> TASK DETAILS: Write out the records again, exactly, leaving none out.

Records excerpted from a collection
++++++
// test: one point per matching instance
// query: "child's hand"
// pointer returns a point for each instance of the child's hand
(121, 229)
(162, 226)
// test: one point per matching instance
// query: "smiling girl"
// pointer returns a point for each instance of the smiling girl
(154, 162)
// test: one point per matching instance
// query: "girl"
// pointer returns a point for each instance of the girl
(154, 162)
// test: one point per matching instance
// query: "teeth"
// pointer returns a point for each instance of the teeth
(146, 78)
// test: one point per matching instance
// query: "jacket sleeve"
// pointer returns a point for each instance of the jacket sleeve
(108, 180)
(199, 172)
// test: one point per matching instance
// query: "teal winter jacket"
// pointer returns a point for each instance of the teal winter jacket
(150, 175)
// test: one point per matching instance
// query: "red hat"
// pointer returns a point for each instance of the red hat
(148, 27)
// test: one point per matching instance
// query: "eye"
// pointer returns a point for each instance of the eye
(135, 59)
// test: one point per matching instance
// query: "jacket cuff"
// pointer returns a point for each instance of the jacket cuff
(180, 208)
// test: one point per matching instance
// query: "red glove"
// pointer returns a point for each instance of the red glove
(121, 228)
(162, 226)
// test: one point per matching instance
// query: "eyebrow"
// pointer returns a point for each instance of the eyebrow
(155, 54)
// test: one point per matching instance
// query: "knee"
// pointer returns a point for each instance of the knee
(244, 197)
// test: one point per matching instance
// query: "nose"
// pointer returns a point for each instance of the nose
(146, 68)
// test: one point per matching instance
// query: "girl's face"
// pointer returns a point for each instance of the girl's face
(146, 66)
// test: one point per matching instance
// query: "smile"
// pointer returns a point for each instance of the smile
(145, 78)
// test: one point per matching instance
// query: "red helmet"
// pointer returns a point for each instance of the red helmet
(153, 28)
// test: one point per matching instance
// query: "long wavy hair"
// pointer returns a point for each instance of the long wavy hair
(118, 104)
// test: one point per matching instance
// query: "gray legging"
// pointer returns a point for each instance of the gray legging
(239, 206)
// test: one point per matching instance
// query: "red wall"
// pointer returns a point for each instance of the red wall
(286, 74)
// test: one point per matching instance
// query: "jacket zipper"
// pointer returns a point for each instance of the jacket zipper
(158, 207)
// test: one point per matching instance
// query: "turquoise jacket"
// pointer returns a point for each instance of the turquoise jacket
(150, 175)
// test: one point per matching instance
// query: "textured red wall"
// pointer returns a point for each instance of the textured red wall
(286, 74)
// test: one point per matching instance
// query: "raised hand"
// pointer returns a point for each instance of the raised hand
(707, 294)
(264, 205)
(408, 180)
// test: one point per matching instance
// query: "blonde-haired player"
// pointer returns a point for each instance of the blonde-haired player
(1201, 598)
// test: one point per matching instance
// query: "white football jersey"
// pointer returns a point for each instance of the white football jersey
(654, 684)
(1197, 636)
++++++
> REPLY TO THE EXERCISE:
// test: one point per matching instance
// query: "child's hand"
// pointer returns a point for each instance of the child's hand
(121, 229)
(162, 226)
// test: one point per matching instance
// query: "smiling girl"
// pointer returns a point for each instance of the smiling girl
(154, 162)
// test: one point per matching instance
// query: "girl"
// pointer returns a point for each instance of the girl
(154, 162)
// test: one point per matching instance
// query: "teeth"
// pointer returns a point for each instance of the teeth
(146, 78)
// test: one point per matching instance
// query: "jacket sleeve"
// pointer returns a point for each instance of the jacket sleeve
(108, 180)
(199, 172)
// test: one point per matching instance
// query: "teal winter jacket"
// pointer returns a point for each instance of the teal winter jacket
(150, 175)
// test: one point per matching instance
// query: "red hat"
// pointer returns a point for each instance of the red hat
(148, 27)
// test: one point per matching instance
// query: "eye"
// pointer returns a point for each instance of the eye
(135, 59)
// test: one point per matching instance
// query: "jacket cuff"
// pointer returns a point for each instance of the jacket cuff
(180, 208)
// test: one point per matching instance
// query: "red glove"
// pointer returns a point for each instance of the red glove
(121, 228)
(162, 226)
// test: one point per matching instance
// query: "eyebrow"
// pointer returns a point for each instance of the eyebrow
(155, 54)
// test: one point per matching instance
// query: "knee"
// pointer returns a point for each instance of the knee
(244, 197)
// test: one point per matching instance
// query: "nose"
// pointer returns a point for each instance of the nose
(146, 68)
// test: one point per matching instance
// query: "girl's face"
// pointer returns a point for each instance of the girl's face
(146, 66)
// test: one point per matching instance
// query: "smile"
// pointer returns a point for each instance of the smile
(145, 78)
// test: one point per matching instance
// query: "red helmet"
// pointer returns a point for each instance of the red helmet
(153, 28)
// test: one point per matching instance
// query: "long wavy hair"
// pointer returns a point for each instance of the long wavy hair
(118, 104)
// test: one point per matching instance
// query: "gray legging"
// pointer returns a point for each instance of the gray legging
(239, 206)
// test: one point per matching instance
// query: "red wall"
// pointer returns a point for each instance of the red wall
(286, 74)
// test: one point per matching instance
// query: "jacket zipper"
// pointer returns a point for each instance of the jacket zipper
(158, 207)
// test: one point per matching instance
// query: "turquoise jacket"
// pointer returns a point for each instance of the turquoise jacket
(150, 175)
// test: one point per matching instance
// query: "textured red wall"
// pointer returns a point for each instance of the textured red wall
(286, 74)
// test: one point per matching instance
// query: "raised hand"
// pointer returns a point for each instance of the raised hand
(707, 294)
(264, 205)
(408, 180)
// test: one point per matching instance
// query: "blonde-haired player"
// pointer returns a point for each instance of the blonde-haired player
(1201, 598)
// test: one point per matching instance
// query: "white football jersey"
// pointer returns a point for each instance of the white football jersey
(654, 684)
(1197, 636)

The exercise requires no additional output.